Provided data >>

━━━━━━━━━━━━━━━━

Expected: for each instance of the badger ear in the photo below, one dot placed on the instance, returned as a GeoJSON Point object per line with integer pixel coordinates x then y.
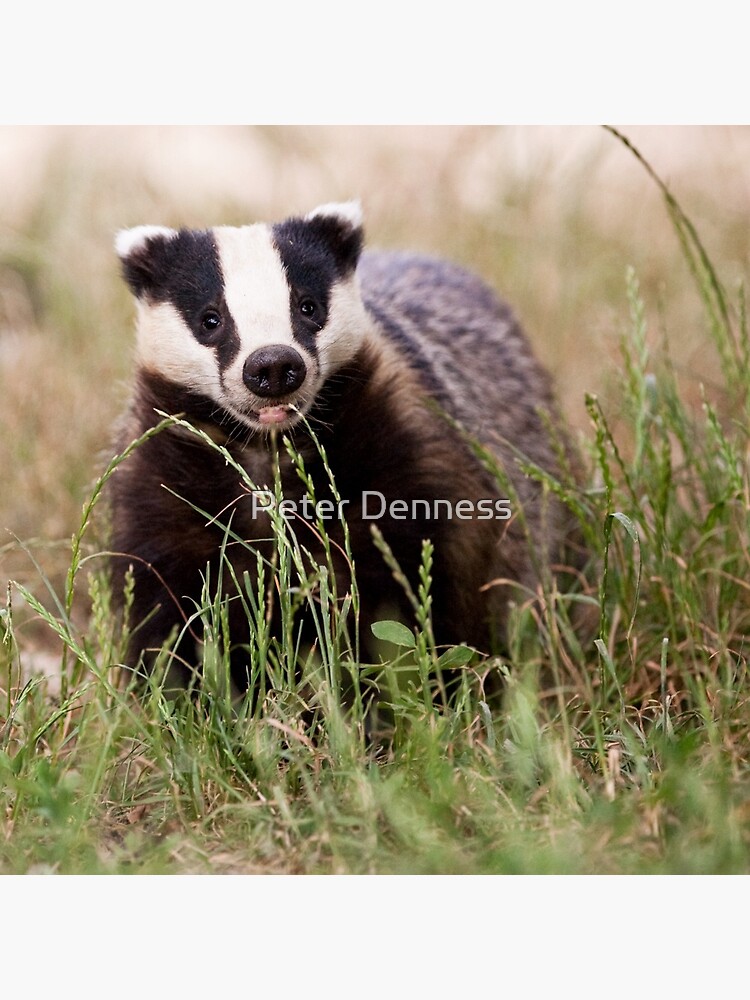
{"type": "Point", "coordinates": [340, 224]}
{"type": "Point", "coordinates": [142, 252]}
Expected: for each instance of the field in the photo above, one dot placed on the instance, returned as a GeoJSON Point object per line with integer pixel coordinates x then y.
{"type": "Point", "coordinates": [622, 749]}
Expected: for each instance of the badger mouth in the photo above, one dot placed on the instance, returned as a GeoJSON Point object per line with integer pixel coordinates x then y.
{"type": "Point", "coordinates": [270, 415]}
{"type": "Point", "coordinates": [277, 416]}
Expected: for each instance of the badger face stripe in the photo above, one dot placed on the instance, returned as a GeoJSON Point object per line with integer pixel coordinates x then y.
{"type": "Point", "coordinates": [254, 318]}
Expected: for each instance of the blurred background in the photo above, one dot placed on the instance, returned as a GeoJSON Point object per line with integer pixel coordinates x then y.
{"type": "Point", "coordinates": [551, 216]}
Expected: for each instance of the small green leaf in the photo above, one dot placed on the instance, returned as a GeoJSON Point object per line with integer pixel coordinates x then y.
{"type": "Point", "coordinates": [455, 657]}
{"type": "Point", "coordinates": [627, 524]}
{"type": "Point", "coordinates": [394, 632]}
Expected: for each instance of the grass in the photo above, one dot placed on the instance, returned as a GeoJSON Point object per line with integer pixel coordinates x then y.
{"type": "Point", "coordinates": [623, 749]}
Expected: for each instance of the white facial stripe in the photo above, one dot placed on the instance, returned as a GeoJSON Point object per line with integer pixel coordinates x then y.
{"type": "Point", "coordinates": [165, 345]}
{"type": "Point", "coordinates": [348, 322]}
{"type": "Point", "coordinates": [255, 287]}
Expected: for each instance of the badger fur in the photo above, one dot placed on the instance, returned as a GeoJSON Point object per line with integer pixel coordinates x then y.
{"type": "Point", "coordinates": [389, 358]}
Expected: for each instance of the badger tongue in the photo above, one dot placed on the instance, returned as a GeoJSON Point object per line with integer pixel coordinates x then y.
{"type": "Point", "coordinates": [273, 414]}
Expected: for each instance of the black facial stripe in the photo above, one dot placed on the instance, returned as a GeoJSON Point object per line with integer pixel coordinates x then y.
{"type": "Point", "coordinates": [316, 253]}
{"type": "Point", "coordinates": [189, 275]}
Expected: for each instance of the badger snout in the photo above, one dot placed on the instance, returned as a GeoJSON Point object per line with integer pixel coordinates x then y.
{"type": "Point", "coordinates": [274, 372]}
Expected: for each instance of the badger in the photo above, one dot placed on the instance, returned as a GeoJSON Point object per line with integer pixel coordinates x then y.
{"type": "Point", "coordinates": [394, 375]}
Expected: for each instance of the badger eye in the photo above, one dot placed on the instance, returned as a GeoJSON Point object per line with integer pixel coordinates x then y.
{"type": "Point", "coordinates": [210, 321]}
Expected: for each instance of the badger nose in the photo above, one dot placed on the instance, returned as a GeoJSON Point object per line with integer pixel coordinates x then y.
{"type": "Point", "coordinates": [274, 371]}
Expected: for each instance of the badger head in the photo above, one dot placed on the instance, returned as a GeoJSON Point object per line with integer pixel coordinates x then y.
{"type": "Point", "coordinates": [253, 318]}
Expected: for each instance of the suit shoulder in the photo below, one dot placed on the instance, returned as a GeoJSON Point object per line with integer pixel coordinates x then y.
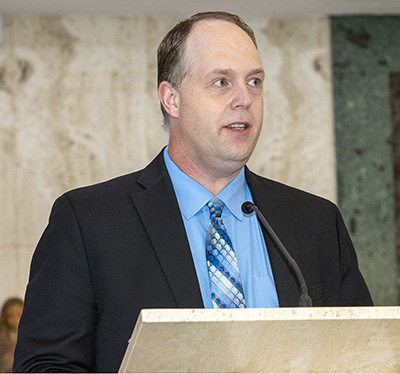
{"type": "Point", "coordinates": [292, 195]}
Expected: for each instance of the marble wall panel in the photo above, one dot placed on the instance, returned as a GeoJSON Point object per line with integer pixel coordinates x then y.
{"type": "Point", "coordinates": [78, 105]}
{"type": "Point", "coordinates": [365, 51]}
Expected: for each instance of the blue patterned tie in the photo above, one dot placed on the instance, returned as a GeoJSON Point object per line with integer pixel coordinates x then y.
{"type": "Point", "coordinates": [226, 288]}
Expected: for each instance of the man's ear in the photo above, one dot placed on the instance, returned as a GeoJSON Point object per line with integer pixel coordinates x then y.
{"type": "Point", "coordinates": [169, 98]}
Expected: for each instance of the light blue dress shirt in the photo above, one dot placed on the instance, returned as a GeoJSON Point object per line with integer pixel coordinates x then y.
{"type": "Point", "coordinates": [244, 231]}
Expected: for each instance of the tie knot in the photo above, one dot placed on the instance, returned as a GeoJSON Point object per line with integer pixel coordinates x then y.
{"type": "Point", "coordinates": [215, 205]}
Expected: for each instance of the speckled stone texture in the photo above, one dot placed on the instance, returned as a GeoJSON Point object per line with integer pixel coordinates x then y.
{"type": "Point", "coordinates": [365, 50]}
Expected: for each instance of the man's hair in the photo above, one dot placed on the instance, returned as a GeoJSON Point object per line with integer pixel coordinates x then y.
{"type": "Point", "coordinates": [173, 65]}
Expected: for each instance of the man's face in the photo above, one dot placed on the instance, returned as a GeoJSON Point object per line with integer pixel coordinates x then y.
{"type": "Point", "coordinates": [220, 101]}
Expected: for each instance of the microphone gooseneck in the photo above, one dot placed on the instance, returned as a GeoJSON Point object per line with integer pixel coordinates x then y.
{"type": "Point", "coordinates": [305, 300]}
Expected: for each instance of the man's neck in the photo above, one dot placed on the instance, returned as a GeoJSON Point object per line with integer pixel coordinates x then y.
{"type": "Point", "coordinates": [214, 180]}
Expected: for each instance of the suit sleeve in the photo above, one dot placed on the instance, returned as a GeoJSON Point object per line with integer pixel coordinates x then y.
{"type": "Point", "coordinates": [56, 332]}
{"type": "Point", "coordinates": [353, 289]}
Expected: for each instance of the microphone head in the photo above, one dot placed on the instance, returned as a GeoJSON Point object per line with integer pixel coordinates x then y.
{"type": "Point", "coordinates": [247, 207]}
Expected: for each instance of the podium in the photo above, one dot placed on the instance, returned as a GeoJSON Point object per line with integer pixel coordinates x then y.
{"type": "Point", "coordinates": [276, 340]}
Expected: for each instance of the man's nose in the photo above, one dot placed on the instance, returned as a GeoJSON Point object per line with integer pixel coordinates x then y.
{"type": "Point", "coordinates": [241, 96]}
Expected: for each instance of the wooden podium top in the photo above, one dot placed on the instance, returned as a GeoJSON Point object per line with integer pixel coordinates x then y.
{"type": "Point", "coordinates": [284, 340]}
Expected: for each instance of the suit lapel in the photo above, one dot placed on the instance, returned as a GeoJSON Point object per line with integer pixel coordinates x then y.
{"type": "Point", "coordinates": [274, 208]}
{"type": "Point", "coordinates": [161, 216]}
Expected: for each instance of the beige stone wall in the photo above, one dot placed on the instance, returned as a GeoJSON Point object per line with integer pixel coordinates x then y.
{"type": "Point", "coordinates": [78, 104]}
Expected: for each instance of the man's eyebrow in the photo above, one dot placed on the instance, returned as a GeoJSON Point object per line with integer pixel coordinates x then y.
{"type": "Point", "coordinates": [231, 71]}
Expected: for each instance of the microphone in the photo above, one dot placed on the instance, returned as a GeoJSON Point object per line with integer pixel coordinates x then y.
{"type": "Point", "coordinates": [305, 300]}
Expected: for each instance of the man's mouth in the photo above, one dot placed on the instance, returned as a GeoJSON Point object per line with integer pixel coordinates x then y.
{"type": "Point", "coordinates": [237, 126]}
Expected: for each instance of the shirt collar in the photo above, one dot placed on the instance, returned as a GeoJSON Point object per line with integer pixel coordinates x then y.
{"type": "Point", "coordinates": [192, 196]}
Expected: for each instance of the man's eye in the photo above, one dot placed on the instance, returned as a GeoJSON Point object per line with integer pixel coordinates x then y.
{"type": "Point", "coordinates": [221, 82]}
{"type": "Point", "coordinates": [255, 82]}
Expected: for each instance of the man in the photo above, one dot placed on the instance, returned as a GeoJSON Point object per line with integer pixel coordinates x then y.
{"type": "Point", "coordinates": [139, 241]}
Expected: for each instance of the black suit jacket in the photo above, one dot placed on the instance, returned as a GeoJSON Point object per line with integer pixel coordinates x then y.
{"type": "Point", "coordinates": [117, 247]}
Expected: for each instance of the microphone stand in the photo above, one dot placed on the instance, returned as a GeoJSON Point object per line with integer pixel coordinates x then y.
{"type": "Point", "coordinates": [305, 300]}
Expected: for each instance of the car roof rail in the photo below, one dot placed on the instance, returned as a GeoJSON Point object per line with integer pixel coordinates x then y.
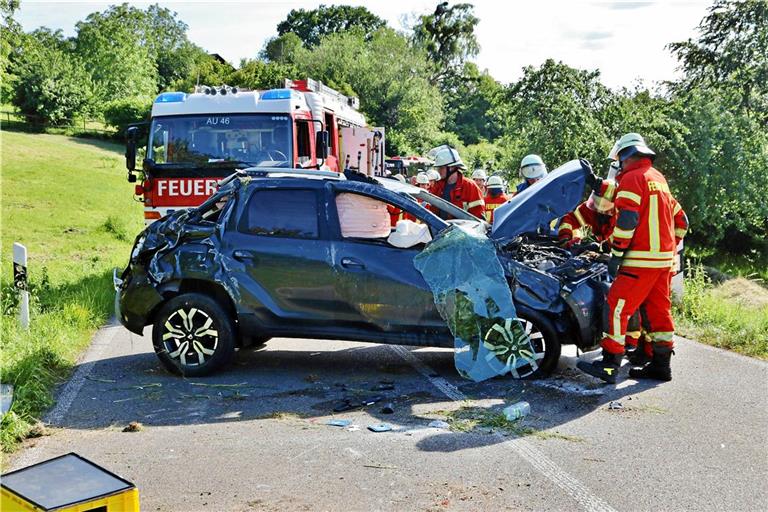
{"type": "Point", "coordinates": [266, 171]}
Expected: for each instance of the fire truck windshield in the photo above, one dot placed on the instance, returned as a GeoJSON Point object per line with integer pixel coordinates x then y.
{"type": "Point", "coordinates": [216, 139]}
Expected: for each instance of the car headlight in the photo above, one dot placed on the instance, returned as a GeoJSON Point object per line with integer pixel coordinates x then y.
{"type": "Point", "coordinates": [138, 247]}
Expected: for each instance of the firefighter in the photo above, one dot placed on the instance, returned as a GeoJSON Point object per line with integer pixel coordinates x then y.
{"type": "Point", "coordinates": [480, 177]}
{"type": "Point", "coordinates": [495, 196]}
{"type": "Point", "coordinates": [532, 169]}
{"type": "Point", "coordinates": [648, 225]}
{"type": "Point", "coordinates": [453, 186]}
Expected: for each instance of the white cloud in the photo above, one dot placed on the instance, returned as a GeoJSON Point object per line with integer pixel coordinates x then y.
{"type": "Point", "coordinates": [623, 39]}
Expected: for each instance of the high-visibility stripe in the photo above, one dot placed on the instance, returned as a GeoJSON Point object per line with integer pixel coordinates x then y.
{"type": "Point", "coordinates": [579, 217]}
{"type": "Point", "coordinates": [628, 262]}
{"type": "Point", "coordinates": [653, 224]}
{"type": "Point", "coordinates": [467, 206]}
{"type": "Point", "coordinates": [628, 195]}
{"type": "Point", "coordinates": [616, 326]}
{"type": "Point", "coordinates": [651, 255]}
{"type": "Point", "coordinates": [661, 336]}
{"type": "Point", "coordinates": [623, 233]}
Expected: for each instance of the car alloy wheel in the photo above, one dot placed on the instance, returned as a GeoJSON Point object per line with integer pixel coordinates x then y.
{"type": "Point", "coordinates": [190, 336]}
{"type": "Point", "coordinates": [538, 343]}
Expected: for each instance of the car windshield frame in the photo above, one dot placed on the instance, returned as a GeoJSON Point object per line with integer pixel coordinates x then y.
{"type": "Point", "coordinates": [246, 147]}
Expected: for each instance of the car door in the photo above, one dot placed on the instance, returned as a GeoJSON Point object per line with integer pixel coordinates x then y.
{"type": "Point", "coordinates": [280, 258]}
{"type": "Point", "coordinates": [378, 283]}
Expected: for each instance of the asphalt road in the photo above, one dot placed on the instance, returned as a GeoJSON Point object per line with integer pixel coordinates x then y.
{"type": "Point", "coordinates": [255, 437]}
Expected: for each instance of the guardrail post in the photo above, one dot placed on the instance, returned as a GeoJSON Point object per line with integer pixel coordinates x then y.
{"type": "Point", "coordinates": [20, 281]}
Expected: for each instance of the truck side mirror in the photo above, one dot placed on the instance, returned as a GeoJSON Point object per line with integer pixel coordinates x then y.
{"type": "Point", "coordinates": [131, 135]}
{"type": "Point", "coordinates": [322, 144]}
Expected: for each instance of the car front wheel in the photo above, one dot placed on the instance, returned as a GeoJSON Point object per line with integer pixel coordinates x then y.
{"type": "Point", "coordinates": [193, 335]}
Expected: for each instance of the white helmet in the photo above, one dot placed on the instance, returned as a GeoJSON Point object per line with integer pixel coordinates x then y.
{"type": "Point", "coordinates": [446, 156]}
{"type": "Point", "coordinates": [495, 182]}
{"type": "Point", "coordinates": [532, 167]}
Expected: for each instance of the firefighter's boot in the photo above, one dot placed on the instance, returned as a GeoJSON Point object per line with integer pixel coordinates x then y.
{"type": "Point", "coordinates": [641, 354]}
{"type": "Point", "coordinates": [605, 369]}
{"type": "Point", "coordinates": [658, 369]}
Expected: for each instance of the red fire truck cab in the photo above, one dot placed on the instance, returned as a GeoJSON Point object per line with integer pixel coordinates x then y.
{"type": "Point", "coordinates": [197, 139]}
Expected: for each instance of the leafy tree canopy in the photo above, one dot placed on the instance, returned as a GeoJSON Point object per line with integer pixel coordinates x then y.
{"type": "Point", "coordinates": [311, 25]}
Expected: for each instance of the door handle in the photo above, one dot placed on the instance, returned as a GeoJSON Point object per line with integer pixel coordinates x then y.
{"type": "Point", "coordinates": [352, 263]}
{"type": "Point", "coordinates": [244, 256]}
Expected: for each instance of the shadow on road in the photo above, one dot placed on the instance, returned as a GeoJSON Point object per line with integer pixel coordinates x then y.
{"type": "Point", "coordinates": [283, 383]}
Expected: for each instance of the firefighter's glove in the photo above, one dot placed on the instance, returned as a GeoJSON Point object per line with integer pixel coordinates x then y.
{"type": "Point", "coordinates": [590, 178]}
{"type": "Point", "coordinates": [614, 264]}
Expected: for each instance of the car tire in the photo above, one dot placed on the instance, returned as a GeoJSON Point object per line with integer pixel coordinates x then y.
{"type": "Point", "coordinates": [543, 336]}
{"type": "Point", "coordinates": [193, 335]}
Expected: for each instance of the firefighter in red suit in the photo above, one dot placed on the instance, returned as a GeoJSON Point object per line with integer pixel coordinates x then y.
{"type": "Point", "coordinates": [453, 186]}
{"type": "Point", "coordinates": [648, 225]}
{"type": "Point", "coordinates": [495, 196]}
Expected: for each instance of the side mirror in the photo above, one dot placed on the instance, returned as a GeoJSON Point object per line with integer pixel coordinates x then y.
{"type": "Point", "coordinates": [322, 145]}
{"type": "Point", "coordinates": [131, 135]}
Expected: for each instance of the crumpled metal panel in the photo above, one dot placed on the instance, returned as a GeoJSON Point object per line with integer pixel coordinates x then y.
{"type": "Point", "coordinates": [472, 295]}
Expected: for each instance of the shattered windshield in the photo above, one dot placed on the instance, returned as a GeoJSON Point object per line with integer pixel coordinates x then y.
{"type": "Point", "coordinates": [208, 140]}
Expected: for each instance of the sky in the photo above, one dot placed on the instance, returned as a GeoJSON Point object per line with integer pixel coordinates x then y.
{"type": "Point", "coordinates": [624, 39]}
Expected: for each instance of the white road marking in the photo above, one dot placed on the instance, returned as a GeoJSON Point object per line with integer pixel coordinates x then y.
{"type": "Point", "coordinates": [527, 451]}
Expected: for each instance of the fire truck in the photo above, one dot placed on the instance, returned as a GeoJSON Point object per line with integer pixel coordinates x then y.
{"type": "Point", "coordinates": [195, 140]}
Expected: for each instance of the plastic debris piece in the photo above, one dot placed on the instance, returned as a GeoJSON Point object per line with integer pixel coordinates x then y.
{"type": "Point", "coordinates": [462, 269]}
{"type": "Point", "coordinates": [338, 423]}
{"type": "Point", "coordinates": [517, 411]}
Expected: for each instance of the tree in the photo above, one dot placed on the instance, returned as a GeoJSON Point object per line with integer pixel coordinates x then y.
{"type": "Point", "coordinates": [281, 49]}
{"type": "Point", "coordinates": [448, 37]}
{"type": "Point", "coordinates": [390, 76]}
{"type": "Point", "coordinates": [731, 53]}
{"type": "Point", "coordinates": [51, 84]}
{"type": "Point", "coordinates": [553, 111]}
{"type": "Point", "coordinates": [111, 49]}
{"type": "Point", "coordinates": [311, 25]}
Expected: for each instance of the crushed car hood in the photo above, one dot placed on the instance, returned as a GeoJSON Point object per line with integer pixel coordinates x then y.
{"type": "Point", "coordinates": [535, 207]}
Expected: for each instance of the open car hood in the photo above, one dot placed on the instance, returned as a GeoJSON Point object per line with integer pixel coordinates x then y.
{"type": "Point", "coordinates": [538, 205]}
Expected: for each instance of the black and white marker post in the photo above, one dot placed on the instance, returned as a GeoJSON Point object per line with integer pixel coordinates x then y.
{"type": "Point", "coordinates": [20, 281]}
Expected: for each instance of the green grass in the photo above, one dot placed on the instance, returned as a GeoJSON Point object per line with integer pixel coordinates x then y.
{"type": "Point", "coordinates": [732, 315]}
{"type": "Point", "coordinates": [67, 200]}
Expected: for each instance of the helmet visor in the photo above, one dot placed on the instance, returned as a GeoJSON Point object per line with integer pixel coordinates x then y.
{"type": "Point", "coordinates": [533, 171]}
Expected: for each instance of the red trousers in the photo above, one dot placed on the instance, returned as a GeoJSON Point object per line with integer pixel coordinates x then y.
{"type": "Point", "coordinates": [645, 288]}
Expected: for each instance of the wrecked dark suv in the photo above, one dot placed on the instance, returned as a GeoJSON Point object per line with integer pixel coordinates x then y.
{"type": "Point", "coordinates": [304, 254]}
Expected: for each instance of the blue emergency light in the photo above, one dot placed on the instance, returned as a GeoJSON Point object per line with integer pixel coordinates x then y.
{"type": "Point", "coordinates": [278, 94]}
{"type": "Point", "coordinates": [171, 97]}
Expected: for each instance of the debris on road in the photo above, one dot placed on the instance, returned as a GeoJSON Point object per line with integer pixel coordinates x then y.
{"type": "Point", "coordinates": [338, 423]}
{"type": "Point", "coordinates": [134, 426]}
{"type": "Point", "coordinates": [517, 411]}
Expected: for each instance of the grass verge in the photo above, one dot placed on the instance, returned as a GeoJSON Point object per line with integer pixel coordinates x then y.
{"type": "Point", "coordinates": [731, 315]}
{"type": "Point", "coordinates": [68, 202]}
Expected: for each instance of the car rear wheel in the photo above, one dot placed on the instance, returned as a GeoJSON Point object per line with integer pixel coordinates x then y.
{"type": "Point", "coordinates": [545, 343]}
{"type": "Point", "coordinates": [193, 335]}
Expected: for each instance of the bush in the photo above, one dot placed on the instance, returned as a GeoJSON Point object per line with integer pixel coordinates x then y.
{"type": "Point", "coordinates": [122, 112]}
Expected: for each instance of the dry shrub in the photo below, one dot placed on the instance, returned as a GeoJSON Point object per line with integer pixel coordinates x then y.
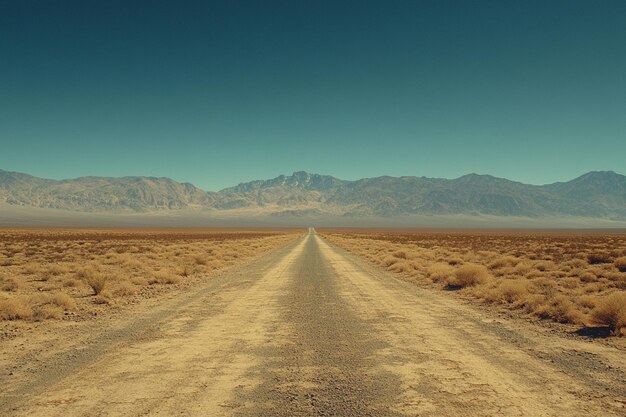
{"type": "Point", "coordinates": [36, 307]}
{"type": "Point", "coordinates": [389, 260]}
{"type": "Point", "coordinates": [611, 312]}
{"type": "Point", "coordinates": [71, 283]}
{"type": "Point", "coordinates": [598, 258]}
{"type": "Point", "coordinates": [440, 271]}
{"type": "Point", "coordinates": [620, 263]}
{"type": "Point", "coordinates": [400, 254]}
{"type": "Point", "coordinates": [164, 277]}
{"type": "Point", "coordinates": [587, 276]}
{"type": "Point", "coordinates": [124, 289]}
{"type": "Point", "coordinates": [587, 301]}
{"type": "Point", "coordinates": [469, 275]}
{"type": "Point", "coordinates": [544, 266]}
{"type": "Point", "coordinates": [200, 259]}
{"type": "Point", "coordinates": [559, 308]}
{"type": "Point", "coordinates": [62, 300]}
{"type": "Point", "coordinates": [455, 261]}
{"type": "Point", "coordinates": [15, 308]}
{"type": "Point", "coordinates": [523, 268]}
{"type": "Point", "coordinates": [512, 291]}
{"type": "Point", "coordinates": [402, 266]}
{"type": "Point", "coordinates": [9, 285]}
{"type": "Point", "coordinates": [504, 261]}
{"type": "Point", "coordinates": [57, 269]}
{"type": "Point", "coordinates": [47, 311]}
{"type": "Point", "coordinates": [97, 282]}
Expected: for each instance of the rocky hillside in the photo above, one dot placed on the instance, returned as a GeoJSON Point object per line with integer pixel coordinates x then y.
{"type": "Point", "coordinates": [596, 194]}
{"type": "Point", "coordinates": [138, 194]}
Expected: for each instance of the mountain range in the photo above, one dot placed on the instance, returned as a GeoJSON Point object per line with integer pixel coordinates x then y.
{"type": "Point", "coordinates": [599, 194]}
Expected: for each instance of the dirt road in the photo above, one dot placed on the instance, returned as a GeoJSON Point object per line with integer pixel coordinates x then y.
{"type": "Point", "coordinates": [309, 330]}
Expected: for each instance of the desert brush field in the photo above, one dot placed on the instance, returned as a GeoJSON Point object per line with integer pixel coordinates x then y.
{"type": "Point", "coordinates": [572, 277]}
{"type": "Point", "coordinates": [74, 274]}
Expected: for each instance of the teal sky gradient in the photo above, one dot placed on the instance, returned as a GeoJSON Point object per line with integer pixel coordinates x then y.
{"type": "Point", "coordinates": [216, 93]}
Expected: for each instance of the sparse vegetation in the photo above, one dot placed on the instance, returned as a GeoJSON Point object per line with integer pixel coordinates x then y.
{"type": "Point", "coordinates": [576, 278]}
{"type": "Point", "coordinates": [611, 312]}
{"type": "Point", "coordinates": [45, 274]}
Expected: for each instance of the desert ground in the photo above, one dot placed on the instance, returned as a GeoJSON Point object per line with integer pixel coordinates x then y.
{"type": "Point", "coordinates": [335, 323]}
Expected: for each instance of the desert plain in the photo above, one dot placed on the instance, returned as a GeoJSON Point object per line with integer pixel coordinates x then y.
{"type": "Point", "coordinates": [305, 322]}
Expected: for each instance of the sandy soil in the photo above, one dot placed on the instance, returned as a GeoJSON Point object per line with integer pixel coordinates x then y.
{"type": "Point", "coordinates": [309, 330]}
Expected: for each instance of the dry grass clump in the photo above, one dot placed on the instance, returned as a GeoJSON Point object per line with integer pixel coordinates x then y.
{"type": "Point", "coordinates": [562, 276]}
{"type": "Point", "coordinates": [96, 281]}
{"type": "Point", "coordinates": [36, 307]}
{"type": "Point", "coordinates": [611, 312]}
{"type": "Point", "coordinates": [440, 272]}
{"type": "Point", "coordinates": [112, 264]}
{"type": "Point", "coordinates": [9, 285]}
{"type": "Point", "coordinates": [620, 263]}
{"type": "Point", "coordinates": [598, 258]}
{"type": "Point", "coordinates": [469, 275]}
{"type": "Point", "coordinates": [559, 308]}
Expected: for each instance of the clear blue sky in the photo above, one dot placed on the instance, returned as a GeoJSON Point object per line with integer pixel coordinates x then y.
{"type": "Point", "coordinates": [216, 93]}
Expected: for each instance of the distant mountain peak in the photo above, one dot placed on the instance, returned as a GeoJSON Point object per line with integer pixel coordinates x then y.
{"type": "Point", "coordinates": [594, 194]}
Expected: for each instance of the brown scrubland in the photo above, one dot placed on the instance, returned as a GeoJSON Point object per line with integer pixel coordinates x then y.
{"type": "Point", "coordinates": [573, 277]}
{"type": "Point", "coordinates": [74, 274]}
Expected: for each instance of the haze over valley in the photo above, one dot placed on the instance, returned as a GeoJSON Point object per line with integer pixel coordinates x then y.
{"type": "Point", "coordinates": [595, 195]}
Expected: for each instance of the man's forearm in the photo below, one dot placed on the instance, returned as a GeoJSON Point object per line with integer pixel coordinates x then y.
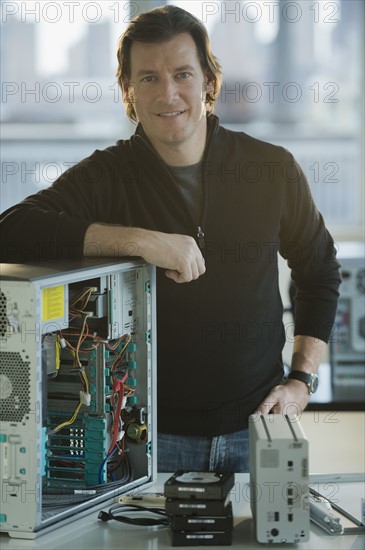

━━━━━━━━━━━━━━━━

What this task involves >>
Gather every line of the entries above that contains the string "shirt", and copy each one in full.

Reply >>
Expected: for each instance of the light blue dress shirt in the photo above, one dot placed on the instance, returned as a GeoJSON Point object per line with integer pixel coordinates x then y.
Expected: for each instance of the shirt collar in the photo above, one dot placed on the instance, returned as a GeoJSON Point object per line with integer pixel coordinates x then y.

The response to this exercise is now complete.